__Text__:
The “Male Loneliness Epidemic” is something I see discussed a lot. Men feel lonely and isolated. Men fall under the spell of grifters. Men don’t find what they need and get bitter and angry. Being a pretty generic guy, I take interest in this for many reasons, including the fact a lot of (white) guys voted for Donald Trump who, as of this post, is sort of ruining everything.
Having lived many, many decades I get the concern about male loneliness. I also however was raised with the idea that you can find and make friends. I suspect some of this is really that I hit a sweet spot of how I was raised, role models, connective nerd culture, and region. I grew up thinking about making friends and connecting, and that it’s my job to do it. I guess some people missed that.
Beyond my very broad experiences, I’m not sure I can comment on the fine details of this supposed epidemic, if it is an epidemic (I don’t think so), and so on. I think what is obvious is there’s a grifty, fascistic part of Online Male Culture that uses this sense of disconnection to give vulnerable men a pathological and unsustainable role model, what one person on Tumblr called wittily the Buff Scammer.

__Exercises__:
A - Quote the stretch of the passage about male loneliness from "Having lived many, many" through "the Buff Scammer.".
B - In the passage about male loneliness, what did one person on Tumblr wittily call the role model given to vulnerable men?
Draw only on the passage about male loneliness.

Region pointing data

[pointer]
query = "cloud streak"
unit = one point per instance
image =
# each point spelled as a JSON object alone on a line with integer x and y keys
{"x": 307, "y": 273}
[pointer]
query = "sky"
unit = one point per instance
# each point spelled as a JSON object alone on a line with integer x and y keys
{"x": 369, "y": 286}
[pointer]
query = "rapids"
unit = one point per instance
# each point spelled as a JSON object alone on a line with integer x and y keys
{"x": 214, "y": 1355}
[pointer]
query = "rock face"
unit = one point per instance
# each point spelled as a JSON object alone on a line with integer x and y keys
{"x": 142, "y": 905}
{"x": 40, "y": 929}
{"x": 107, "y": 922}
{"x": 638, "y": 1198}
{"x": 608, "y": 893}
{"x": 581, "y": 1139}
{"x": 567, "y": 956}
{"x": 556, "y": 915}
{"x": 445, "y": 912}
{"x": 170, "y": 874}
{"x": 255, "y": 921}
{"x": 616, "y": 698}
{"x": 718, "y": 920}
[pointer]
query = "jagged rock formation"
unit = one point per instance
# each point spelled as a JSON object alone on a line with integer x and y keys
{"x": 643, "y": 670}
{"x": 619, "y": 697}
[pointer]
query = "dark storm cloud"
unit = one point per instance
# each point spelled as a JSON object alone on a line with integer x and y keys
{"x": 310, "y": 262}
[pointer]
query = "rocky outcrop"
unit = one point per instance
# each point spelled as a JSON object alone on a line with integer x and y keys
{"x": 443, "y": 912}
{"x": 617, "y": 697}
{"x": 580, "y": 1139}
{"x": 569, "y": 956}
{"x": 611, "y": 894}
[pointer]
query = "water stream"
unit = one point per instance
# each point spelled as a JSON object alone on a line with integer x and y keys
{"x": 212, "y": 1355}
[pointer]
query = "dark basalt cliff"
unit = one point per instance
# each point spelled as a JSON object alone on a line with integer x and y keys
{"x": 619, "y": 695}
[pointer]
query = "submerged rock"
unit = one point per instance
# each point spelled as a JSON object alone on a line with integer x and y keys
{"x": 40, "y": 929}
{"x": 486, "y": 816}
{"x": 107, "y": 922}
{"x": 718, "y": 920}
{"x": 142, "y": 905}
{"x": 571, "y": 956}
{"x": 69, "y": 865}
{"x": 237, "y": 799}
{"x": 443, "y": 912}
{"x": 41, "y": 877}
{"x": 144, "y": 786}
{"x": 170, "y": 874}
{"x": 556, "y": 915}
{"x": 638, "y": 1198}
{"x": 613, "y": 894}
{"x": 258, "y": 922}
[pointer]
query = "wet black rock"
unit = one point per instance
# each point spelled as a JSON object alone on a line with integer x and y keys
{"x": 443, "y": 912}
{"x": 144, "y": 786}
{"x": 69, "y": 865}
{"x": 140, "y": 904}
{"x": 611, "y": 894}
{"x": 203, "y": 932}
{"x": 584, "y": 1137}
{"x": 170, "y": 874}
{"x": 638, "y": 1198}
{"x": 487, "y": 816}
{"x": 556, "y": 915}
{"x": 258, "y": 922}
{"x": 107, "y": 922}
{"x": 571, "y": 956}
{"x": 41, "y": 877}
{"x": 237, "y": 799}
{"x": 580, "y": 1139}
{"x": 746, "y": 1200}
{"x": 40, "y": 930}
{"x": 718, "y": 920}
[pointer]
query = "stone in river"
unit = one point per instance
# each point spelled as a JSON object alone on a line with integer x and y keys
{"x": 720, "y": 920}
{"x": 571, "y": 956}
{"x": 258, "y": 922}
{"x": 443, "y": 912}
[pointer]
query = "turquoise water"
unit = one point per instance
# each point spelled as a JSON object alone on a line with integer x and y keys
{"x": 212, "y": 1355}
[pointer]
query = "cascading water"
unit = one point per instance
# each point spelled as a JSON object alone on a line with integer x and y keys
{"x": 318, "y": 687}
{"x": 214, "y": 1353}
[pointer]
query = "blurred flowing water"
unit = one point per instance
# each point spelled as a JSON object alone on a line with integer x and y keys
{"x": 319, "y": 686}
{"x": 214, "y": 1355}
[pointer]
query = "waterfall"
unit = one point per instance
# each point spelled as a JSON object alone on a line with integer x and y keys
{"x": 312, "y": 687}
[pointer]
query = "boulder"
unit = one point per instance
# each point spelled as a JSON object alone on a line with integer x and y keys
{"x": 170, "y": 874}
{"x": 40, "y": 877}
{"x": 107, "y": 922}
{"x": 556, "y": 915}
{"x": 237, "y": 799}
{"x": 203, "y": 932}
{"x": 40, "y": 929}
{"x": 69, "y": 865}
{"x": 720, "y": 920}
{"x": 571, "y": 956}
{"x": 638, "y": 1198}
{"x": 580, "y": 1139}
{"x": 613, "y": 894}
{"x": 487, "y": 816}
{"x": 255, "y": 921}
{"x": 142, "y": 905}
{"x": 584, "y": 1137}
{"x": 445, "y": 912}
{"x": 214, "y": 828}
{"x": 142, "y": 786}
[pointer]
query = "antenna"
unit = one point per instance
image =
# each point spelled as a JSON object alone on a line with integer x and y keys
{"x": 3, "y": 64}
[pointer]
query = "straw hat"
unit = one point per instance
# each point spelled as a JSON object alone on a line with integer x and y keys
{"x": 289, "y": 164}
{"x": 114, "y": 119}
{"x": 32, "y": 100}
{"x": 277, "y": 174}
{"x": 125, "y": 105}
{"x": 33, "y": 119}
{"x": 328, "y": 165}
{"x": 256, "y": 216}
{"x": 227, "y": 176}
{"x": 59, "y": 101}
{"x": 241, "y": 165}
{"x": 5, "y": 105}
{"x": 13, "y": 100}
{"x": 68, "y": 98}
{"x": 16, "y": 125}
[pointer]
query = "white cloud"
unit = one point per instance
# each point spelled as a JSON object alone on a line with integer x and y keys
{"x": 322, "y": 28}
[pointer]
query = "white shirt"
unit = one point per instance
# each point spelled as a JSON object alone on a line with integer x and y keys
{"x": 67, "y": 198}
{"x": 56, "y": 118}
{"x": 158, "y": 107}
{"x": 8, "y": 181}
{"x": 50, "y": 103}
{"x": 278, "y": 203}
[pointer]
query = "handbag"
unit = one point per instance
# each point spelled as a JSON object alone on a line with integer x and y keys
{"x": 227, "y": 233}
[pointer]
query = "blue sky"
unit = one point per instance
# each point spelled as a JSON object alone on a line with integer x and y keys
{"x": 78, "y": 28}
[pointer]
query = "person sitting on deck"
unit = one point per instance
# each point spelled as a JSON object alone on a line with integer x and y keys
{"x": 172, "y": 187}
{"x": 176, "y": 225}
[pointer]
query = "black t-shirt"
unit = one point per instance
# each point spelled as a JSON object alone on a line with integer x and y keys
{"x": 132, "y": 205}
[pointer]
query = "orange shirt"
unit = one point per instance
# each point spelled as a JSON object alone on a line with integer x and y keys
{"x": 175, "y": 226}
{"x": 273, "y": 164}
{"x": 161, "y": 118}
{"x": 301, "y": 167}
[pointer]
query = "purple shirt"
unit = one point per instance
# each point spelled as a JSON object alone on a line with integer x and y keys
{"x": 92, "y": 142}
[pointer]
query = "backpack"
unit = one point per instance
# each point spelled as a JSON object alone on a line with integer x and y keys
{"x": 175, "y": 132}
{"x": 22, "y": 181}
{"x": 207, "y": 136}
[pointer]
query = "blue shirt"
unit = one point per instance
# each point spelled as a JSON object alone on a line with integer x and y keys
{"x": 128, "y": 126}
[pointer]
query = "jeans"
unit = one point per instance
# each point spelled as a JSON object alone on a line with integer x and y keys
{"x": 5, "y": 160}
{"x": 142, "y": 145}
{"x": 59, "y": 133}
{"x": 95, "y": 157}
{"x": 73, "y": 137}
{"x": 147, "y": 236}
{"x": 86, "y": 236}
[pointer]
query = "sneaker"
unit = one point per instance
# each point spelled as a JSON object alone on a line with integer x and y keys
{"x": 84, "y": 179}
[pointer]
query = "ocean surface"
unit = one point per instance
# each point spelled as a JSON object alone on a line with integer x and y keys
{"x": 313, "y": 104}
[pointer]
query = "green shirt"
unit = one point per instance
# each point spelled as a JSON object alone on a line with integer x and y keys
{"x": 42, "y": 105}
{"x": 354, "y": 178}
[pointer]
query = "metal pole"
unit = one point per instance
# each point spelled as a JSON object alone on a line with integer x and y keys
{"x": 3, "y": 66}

__Answers for the tasks__:
A -
Having lived many, many decades I get the concern about male loneliness. I also however was raised with the idea that you can find and make friends. I suspect some of this is really that I hit a sweet spot of how I was raised, role models, connective nerd culture, and region. I grew up thinking about making friends and connecting, and that it’s my job to do it. I guess some people missed that.
Beyond my very broad experiences, I’m not sure I can comment on the fine details of this supposed epidemic, if it is an epidemic (I don’t think so), and so on. I think what is obvious is there’s a grifty, fascistic part of Online Male Culture that uses this sense of disconnection to give vulnerable men a pathological and unsustainable role model, what one person on Tumblr called wittily the Buff Scammer.

B - The Buff Scammer.